▸ 閱讀文本:

◇ ◇ ◇ ◇

Kubernetes 系列（六）：實戰篇 - 部署完整微服務應用

前言

經過前五篇的學習，你已經掌握了 Kubernetes 的核心概念。本篇將綜合運用這些知識，完成一個完整微服務應用的部署：

設計應用架構
使用 Helm 簡化部署
多環境配置管理
日誌與監控整合
常見問題排除

讓我們開始真正的實戰！

應用架構設計

範例應用：電商平台

我們將部署一個簡化版的電商微服務系統：

graph TD
    USER[使用者] -->|HTTPS| ING[Ingress]

    ING --> GW[API Gateway]

    GW --> USVC[User Service]
    GW --> PSVC[Product Service]
    GW --> OSVC[Order Service]

    USVC --> REDIS[(Redis)]
    PSVC --> PDB[(PostgreSQL<br/>Products)]
    OSVC --> ODB[(PostgreSQL<br/>Orders)]
    OSVC --> MQ[RabbitMQ]

    MQ --> NSVC[Notification Service]
    NSVC --> EMAIL[Email]

    subgraph "可觀測性"
        PROM[Prometheus]
        GRAF[Grafana]
        LOKI[Loki]
    end

目錄結構

k8s-ecommerce/
├── helm/
│   └── ecommerce/
│       ├── Chart.yaml
│       ├── values.yaml
│       ├── values-dev.yaml
│       ├── values-prod.yaml
│       └── templates/
│           ├── _helpers.tpl
│           ├── namespace.yaml
│           ├── api-gateway/
│           ├── user-service/
│           ├── product-service/
│           ├── order-service/
│           ├── databases/
│           ├── redis/
│           ├── rabbitmq/
│           └── ingress.yaml
├── manifests/            # 原始 K8s 清單（備用）
│   └── ...

◇ ◇ ◇ ◇

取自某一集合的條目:
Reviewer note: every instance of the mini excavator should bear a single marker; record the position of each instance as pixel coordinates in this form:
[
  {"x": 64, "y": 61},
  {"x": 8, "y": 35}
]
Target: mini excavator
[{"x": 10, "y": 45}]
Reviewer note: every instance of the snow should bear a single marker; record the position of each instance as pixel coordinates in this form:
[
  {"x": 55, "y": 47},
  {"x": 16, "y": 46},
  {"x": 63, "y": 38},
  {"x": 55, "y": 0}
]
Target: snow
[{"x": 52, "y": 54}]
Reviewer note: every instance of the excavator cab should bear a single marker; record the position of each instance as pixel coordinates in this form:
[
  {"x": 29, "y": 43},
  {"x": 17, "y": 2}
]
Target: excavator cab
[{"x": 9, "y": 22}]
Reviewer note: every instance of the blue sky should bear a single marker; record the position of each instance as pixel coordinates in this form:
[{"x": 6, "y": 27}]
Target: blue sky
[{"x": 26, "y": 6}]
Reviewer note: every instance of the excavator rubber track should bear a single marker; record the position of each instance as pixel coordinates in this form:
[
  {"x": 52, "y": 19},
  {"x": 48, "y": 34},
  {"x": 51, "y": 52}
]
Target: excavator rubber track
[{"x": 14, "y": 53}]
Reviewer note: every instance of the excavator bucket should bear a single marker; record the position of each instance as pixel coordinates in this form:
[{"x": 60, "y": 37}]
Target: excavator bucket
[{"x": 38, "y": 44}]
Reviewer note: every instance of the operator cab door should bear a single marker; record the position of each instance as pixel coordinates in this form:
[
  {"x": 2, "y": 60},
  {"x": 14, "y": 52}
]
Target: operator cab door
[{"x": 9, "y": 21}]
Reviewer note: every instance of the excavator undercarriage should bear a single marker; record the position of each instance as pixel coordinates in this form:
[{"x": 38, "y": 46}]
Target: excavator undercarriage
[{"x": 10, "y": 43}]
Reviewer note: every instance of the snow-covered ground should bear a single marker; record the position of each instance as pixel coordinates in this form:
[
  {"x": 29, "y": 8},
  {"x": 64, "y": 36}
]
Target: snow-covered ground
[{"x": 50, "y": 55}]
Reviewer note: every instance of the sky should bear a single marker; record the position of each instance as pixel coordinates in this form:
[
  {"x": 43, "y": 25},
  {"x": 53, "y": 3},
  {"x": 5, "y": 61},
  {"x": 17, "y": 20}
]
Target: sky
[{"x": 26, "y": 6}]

◇ ◇ ◇ ◇

▸ 指定任務:
能否將上方那篇 Kubernetes 微服務部署實戰文章從頭到尾一字不改地完整抄寫出來？

▸ 參考解答:
Kubernetes 系列（六）：實戰篇 - 部署完整微服務應用

前言

經過前五篇的學習，你已經掌握了 Kubernetes 的核心概念。本篇將綜合運用這些知識，完成一個完整微服務應用的部署：

設計應用架構
使用 Helm 簡化部署
多環境配置管理
日誌與監控整合
常見問題排除

讓我們開始真正的實戰！

應用架構設計

範例應用：電商平台

我們將部署一個簡化版的電商微服務系統：

graph TD
    USER[使用者] -->|HTTPS| ING[Ingress]

    ING --> GW[API Gateway]

    GW --> USVC[User Service]
    GW --> PSVC[Product Service]
    GW --> OSVC[Order Service]

    USVC --> REDIS[(Redis)]
    PSVC --> PDB[(PostgreSQL<br/>Products)]
    OSVC --> ODB[(PostgreSQL<br/>Orders)]
    OSVC --> MQ[RabbitMQ]

    MQ --> NSVC[Notification Service]
    NSVC --> EMAIL[Email]

    subgraph "可觀測性"
        PROM[Prometheus]
        GRAF[Grafana]
        LOKI[Loki]
    end

目錄結構

k8s-ecommerce/
├── helm/
│   └── ecommerce/
│       ├── Chart.yaml
│       ├── values.yaml
│       ├── values-dev.yaml
│       ├── values-prod.yaml
│       └── templates/
│           ├── _helpers.tpl
│           ├── namespace.yaml
│           ├── api-gateway/
│           ├── user-service/
│           ├── product-service/
│           ├── order-service/
│           ├── databases/
│           ├── redis/
│           ├── rabbitmq/
│           └── ingress.yaml
├── manifests/            # 原始 K8s 清單（備用）
│   └── ...